Each line in the entries below that holds the string "person" is to be listed.

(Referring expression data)
▬▬▬▬▬▬▬▬▬▬

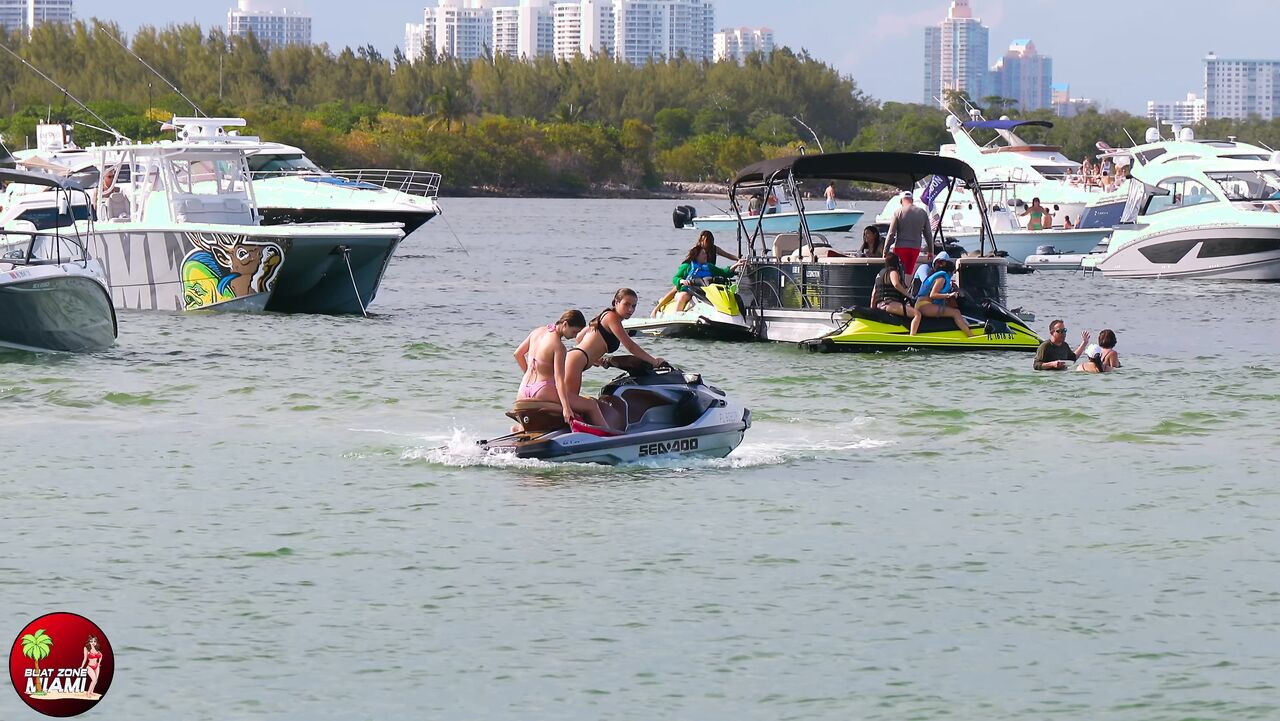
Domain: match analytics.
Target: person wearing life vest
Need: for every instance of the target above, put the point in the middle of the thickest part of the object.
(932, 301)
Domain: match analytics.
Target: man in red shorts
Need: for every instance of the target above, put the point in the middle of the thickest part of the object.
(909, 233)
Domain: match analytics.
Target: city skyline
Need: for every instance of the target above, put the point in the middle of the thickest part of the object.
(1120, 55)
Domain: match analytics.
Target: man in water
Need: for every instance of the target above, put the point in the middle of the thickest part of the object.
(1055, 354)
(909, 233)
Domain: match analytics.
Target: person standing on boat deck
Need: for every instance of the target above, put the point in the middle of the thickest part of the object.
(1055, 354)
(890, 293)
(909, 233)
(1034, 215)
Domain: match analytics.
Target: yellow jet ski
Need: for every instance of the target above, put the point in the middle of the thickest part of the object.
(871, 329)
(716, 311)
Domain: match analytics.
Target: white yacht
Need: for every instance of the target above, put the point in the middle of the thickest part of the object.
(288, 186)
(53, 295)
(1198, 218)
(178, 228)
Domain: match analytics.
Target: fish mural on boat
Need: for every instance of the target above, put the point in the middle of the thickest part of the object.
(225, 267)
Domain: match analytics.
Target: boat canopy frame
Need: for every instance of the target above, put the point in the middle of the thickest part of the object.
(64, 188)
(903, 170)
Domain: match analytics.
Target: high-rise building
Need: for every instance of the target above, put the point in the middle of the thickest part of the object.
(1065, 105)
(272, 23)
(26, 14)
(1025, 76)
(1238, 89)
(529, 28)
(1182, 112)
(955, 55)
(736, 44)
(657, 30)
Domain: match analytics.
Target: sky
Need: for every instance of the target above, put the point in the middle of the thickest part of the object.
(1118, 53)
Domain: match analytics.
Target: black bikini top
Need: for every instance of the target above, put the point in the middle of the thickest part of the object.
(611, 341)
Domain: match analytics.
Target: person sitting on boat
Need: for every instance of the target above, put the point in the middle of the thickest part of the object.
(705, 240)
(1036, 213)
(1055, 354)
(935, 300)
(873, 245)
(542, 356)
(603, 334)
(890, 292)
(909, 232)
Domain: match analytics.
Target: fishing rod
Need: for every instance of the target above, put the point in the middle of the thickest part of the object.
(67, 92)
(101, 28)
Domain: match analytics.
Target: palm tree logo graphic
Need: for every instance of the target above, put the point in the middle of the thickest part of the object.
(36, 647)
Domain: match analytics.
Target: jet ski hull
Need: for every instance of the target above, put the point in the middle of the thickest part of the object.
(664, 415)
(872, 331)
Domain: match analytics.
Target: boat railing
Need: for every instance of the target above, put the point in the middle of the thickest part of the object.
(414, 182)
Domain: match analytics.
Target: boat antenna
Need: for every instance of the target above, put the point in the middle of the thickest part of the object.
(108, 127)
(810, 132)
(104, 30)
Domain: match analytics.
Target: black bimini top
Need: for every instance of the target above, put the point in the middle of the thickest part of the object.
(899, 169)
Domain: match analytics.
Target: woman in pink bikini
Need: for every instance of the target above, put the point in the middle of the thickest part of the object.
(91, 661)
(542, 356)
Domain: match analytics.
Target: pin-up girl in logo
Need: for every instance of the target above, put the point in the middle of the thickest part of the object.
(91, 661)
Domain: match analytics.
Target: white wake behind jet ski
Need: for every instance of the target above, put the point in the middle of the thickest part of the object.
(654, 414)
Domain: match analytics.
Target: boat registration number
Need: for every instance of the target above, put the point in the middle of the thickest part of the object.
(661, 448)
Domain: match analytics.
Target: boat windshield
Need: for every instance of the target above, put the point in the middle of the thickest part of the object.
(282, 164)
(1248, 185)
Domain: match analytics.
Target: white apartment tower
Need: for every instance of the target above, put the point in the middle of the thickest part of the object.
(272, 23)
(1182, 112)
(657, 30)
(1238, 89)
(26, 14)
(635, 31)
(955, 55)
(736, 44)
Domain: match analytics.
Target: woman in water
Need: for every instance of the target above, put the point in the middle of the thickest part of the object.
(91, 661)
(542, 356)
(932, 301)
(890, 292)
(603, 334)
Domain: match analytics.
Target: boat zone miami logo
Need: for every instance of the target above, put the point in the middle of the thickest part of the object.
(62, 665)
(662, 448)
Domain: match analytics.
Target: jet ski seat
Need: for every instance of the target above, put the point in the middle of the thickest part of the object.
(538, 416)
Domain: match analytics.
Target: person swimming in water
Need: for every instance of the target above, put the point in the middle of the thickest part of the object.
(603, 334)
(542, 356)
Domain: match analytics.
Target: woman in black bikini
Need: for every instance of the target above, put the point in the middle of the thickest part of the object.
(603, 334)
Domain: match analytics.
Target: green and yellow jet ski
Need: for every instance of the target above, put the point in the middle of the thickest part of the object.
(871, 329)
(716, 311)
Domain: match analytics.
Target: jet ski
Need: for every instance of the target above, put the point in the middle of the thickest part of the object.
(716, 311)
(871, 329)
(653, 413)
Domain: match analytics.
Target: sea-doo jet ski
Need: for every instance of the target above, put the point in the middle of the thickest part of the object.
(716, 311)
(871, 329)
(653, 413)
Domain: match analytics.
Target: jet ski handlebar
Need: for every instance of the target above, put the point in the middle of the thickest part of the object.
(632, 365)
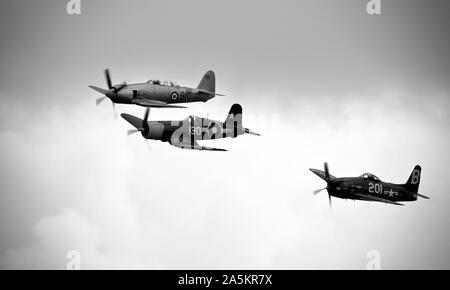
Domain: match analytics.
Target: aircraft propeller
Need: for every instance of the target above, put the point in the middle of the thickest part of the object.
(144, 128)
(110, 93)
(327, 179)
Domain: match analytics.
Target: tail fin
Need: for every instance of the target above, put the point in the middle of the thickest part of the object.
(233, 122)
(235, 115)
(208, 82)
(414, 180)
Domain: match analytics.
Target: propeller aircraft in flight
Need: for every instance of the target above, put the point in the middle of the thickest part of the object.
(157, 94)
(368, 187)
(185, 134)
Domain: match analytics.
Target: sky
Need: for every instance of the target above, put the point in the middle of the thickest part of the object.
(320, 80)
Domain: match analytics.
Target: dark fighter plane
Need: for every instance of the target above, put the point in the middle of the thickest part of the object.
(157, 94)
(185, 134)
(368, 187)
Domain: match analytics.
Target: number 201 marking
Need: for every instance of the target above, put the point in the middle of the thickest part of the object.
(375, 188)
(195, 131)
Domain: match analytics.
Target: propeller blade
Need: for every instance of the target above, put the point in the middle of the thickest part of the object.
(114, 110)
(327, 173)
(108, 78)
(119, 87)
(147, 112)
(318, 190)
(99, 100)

▬▬▬▬▬▬▬▬▬▬

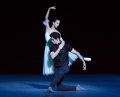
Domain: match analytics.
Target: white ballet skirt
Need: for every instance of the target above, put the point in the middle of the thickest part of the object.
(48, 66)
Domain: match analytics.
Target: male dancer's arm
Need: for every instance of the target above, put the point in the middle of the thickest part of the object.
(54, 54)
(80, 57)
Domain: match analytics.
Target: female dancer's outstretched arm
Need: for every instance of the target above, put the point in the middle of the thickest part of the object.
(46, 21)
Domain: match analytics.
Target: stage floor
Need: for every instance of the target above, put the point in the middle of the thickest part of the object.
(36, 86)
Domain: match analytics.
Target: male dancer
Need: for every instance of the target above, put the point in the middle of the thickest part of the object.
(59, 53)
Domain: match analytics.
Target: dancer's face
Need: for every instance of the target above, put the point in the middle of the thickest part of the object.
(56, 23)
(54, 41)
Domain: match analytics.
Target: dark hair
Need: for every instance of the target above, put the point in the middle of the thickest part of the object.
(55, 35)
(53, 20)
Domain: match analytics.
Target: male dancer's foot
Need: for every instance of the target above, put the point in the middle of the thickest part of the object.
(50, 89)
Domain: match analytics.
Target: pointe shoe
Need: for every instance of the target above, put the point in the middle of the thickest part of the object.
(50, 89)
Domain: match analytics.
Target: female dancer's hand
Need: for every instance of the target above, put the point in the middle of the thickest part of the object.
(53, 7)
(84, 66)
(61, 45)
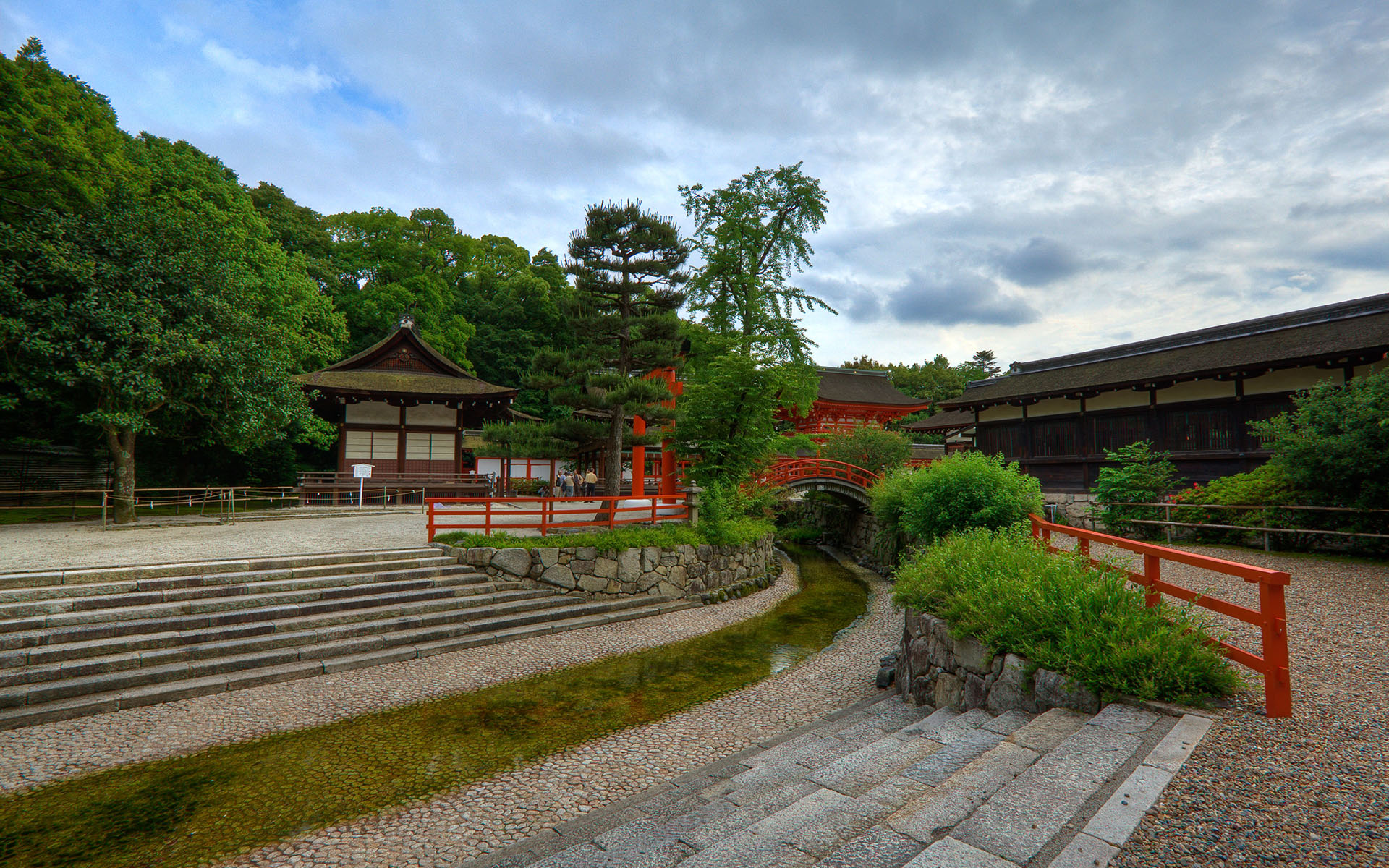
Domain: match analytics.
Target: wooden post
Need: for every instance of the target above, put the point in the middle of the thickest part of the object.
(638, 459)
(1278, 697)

▬▬▬▬▬▬▬▬▬▬

EXERCISE RESPONSE:
Target: person wearing life vest
Target: person standing on boat deck
Target: person sitting on boat
Target: person swimming in water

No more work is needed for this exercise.